What needs to be done - Please work out the number of lines in the following material that include "weed", and reply with only that number.

Given records -
*** Block opens ***

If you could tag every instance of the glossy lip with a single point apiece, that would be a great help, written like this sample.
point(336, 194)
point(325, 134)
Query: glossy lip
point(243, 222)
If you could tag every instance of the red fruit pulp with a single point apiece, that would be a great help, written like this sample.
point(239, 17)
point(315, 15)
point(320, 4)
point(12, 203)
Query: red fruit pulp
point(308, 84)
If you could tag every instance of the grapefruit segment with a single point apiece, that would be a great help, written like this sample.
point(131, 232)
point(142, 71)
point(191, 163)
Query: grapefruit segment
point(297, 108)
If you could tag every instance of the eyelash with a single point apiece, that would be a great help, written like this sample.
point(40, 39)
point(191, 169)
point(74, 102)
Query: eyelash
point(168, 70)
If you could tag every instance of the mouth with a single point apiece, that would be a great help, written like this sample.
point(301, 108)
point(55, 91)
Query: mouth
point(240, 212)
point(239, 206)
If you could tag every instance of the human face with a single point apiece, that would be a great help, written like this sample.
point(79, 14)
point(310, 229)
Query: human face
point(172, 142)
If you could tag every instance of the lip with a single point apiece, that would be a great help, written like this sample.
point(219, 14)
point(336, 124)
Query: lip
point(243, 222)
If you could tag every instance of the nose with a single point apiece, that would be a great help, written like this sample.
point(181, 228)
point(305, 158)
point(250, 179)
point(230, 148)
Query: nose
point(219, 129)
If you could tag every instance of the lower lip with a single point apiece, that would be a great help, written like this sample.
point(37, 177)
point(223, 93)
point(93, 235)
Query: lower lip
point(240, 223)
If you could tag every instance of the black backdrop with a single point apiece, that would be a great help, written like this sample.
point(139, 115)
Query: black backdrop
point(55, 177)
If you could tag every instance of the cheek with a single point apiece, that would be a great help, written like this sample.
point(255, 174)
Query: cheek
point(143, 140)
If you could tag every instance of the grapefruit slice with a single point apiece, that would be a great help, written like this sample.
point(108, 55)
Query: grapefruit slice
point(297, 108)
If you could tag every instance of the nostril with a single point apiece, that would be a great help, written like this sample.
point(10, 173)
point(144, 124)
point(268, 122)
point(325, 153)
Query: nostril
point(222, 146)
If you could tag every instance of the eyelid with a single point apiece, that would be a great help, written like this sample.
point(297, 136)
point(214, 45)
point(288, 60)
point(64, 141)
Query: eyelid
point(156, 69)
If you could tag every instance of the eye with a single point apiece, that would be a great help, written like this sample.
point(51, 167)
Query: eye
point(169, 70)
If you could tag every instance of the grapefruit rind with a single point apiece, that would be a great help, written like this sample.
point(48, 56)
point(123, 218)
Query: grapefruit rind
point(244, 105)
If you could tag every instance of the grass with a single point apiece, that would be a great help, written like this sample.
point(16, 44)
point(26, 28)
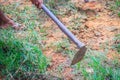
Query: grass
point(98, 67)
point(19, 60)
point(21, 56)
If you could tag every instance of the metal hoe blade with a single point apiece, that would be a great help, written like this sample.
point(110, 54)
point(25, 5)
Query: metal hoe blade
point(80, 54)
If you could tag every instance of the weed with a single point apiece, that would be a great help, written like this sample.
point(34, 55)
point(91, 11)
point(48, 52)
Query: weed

*** Block closes ***

Answer for the task - 2